Text segment:
[Start of Attachment]
So that’s why I find a lot of the reports, at least, about monetary stuff, on inflation or on, say, the labor force participation rate. Regard some of those graphs with a degree of skepticism. But when they tell you that the reserves are this level and the liabilities on the other side of that, I tend to believe that because in a debt based monetary system, there’s always two counterparties. And if you’re overstating your assets, then you’re shorting the other guy. The other side, that’s not going to fly. Right. Do you think the mysterious virus of unknown origin was a convenient excuse to print ungodly amounts of money? Yes, I do as well.

I think the narrative was a convenient excuse. In fact, I show that in videos. Like, well, early on, I think I did a video about March 29, 2020, called why is the Federal Reserve lying about coronavirus? In which they come out, they say, oh, my God, coronavirus is here. We need to print $500 billion of. Of new treasuries, and we need to buy $500 billion or 250 billion new dollars of mortgage backed securities. And at that time, even if you took everything the narrative said about the coronavirus and the pandemic and all that as true, there was still no earthly justification for what the Fed was doing.

It was clear that they had an agenda, a preordained agenda from the very beginning, and that money printing was absolutely excessive. And you know who said as much? Mervyn King, former former governor of the bank of England, drew the Fed under the bus. And he said, you know, even after the danger had gone, the Fed continued to print money. That’s a scathing indictment for someone of that stature. To throw the Fed like that under the bus. It was amazing. This whole situation is amazing. It continues to be amazing. And we’re only feeling some of the consequences now.
[End of Attachment]
Provided data:
[Start of Attachment]
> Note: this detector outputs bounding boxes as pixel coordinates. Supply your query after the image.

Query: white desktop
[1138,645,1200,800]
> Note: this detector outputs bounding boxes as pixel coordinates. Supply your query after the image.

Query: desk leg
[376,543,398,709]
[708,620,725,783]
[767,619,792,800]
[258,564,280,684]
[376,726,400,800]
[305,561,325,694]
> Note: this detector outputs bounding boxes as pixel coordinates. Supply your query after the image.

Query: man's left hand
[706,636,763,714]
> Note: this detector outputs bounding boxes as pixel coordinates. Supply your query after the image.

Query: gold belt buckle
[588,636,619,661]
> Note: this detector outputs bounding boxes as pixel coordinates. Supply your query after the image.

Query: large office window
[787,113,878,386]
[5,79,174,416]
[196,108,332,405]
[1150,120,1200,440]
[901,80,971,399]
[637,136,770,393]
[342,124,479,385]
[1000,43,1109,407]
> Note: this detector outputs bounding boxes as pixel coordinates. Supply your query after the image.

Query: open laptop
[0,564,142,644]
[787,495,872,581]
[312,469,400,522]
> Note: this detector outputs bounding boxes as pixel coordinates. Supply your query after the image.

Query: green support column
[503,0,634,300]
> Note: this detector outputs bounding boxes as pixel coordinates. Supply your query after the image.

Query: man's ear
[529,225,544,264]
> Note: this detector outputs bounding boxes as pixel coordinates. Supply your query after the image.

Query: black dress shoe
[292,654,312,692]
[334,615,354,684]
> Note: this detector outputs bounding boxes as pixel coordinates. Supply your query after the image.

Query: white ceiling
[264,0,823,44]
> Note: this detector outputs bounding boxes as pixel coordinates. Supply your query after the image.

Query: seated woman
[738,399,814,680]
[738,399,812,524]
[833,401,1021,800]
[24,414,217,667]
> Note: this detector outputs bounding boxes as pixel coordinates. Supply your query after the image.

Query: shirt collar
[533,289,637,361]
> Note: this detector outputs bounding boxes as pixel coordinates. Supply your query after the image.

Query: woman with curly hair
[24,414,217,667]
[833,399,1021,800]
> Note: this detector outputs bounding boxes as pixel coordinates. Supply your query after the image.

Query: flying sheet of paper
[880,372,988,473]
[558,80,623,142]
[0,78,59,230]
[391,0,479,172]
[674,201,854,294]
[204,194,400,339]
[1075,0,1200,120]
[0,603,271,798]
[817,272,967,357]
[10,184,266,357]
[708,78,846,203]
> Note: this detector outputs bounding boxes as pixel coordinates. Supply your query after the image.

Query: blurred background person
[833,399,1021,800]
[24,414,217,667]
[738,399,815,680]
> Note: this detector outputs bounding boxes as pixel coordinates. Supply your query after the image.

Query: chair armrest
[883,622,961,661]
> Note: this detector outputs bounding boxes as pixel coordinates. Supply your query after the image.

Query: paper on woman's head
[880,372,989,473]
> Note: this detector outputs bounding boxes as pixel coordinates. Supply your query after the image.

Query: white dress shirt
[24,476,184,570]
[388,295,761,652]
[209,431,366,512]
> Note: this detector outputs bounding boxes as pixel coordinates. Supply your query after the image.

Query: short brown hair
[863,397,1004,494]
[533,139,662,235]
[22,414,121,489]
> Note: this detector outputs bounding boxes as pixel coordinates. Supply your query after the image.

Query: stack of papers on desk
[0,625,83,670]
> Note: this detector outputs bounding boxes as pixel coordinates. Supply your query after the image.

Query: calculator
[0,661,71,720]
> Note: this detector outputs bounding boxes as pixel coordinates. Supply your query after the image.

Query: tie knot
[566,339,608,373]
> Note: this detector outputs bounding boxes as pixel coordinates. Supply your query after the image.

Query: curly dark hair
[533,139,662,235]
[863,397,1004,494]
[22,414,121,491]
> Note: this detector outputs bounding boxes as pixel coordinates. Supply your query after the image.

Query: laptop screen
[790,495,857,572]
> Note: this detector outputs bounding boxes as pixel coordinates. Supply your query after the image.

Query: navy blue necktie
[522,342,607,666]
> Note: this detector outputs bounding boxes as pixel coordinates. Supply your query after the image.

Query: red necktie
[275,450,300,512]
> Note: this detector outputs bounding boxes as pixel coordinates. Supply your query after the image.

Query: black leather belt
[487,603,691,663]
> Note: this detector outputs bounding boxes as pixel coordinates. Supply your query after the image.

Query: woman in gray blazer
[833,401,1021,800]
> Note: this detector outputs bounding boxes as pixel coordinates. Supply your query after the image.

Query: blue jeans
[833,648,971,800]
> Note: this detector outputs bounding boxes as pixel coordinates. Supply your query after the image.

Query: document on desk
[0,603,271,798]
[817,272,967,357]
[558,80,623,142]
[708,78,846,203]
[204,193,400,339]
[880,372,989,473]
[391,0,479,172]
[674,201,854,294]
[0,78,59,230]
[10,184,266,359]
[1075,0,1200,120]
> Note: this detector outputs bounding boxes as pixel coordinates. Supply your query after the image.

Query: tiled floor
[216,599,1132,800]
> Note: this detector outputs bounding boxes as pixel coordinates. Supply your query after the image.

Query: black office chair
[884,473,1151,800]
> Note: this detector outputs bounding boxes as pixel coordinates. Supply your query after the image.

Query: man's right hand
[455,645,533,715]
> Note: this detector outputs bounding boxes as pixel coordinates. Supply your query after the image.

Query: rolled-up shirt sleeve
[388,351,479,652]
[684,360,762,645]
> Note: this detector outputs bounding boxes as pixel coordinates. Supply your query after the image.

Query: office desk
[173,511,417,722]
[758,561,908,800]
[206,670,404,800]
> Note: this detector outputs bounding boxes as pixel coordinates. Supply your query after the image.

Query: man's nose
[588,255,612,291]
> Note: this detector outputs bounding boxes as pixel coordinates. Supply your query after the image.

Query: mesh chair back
[End of Attachment]
Description of the task: Continue the interview transcript about the Federal Reserve's money printing, picking up right after its last sentence.

Output for this task:
But the worst is yet to come, or the best is yet to come. Depending on how you look at it. The next question I wanted to ask you is something that’s been frustrating me, and maybe you’re one of the few people who can answer this. I don’t know. But we have interest rates. I know they’re nominal, uh, of, let’s say, what, four and a half, 5.5%. And. And we haven’t seen, um, an economic calamity yet, or even much of a slowdown. We’re seeing some signs of a slowdown, et cetera, but not nothing of any kind of crash proportions.

And the way that I explained that months ago was that reverse repos, the extra money that was printed through 2020 and 2021, they’re. They’re. They’re just, like, being absorbed into the system. So you’re having sort of a QE without belated QE from the leftovers from 2021. Since they’re expanding the money supply or keeping it from falling, then the bust isn’t here yet. But now it looks like the reverse repos have bottomed out at, like, somewhere around 500 billion, and still we’re not seeing a crash. And the money supply appears to be growing again, or at least the debt supply or the credit supply.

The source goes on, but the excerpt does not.